■ **Written request**: Copy the data below word for word, starting at the line with "Where can you see the red high" and continuing to the end, including that first line. Leave out any pictures.
--- Start Records ---
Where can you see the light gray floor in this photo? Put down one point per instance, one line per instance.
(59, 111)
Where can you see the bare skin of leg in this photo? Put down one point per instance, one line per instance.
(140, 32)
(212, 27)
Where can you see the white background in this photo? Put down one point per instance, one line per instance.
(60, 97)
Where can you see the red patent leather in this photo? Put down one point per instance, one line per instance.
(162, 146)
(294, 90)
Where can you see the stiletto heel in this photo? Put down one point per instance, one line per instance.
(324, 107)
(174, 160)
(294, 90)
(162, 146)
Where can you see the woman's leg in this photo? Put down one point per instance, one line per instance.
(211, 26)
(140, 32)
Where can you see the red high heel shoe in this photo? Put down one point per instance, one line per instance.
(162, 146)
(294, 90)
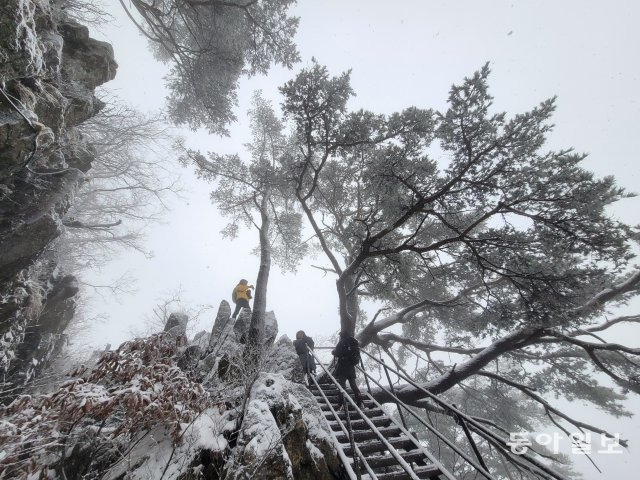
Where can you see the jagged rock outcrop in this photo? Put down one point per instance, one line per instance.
(49, 68)
(241, 326)
(284, 360)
--- End Records ---
■ **Reply to the exercise**:
Where can you see the red high heel shoe in this photo? Put down one point per instance, one line per instance.
(162, 146)
(294, 90)
Where can you see the jagged rock outcrop in this photo? Put down one point per instance, one line per instance.
(49, 68)
(241, 326)
(284, 360)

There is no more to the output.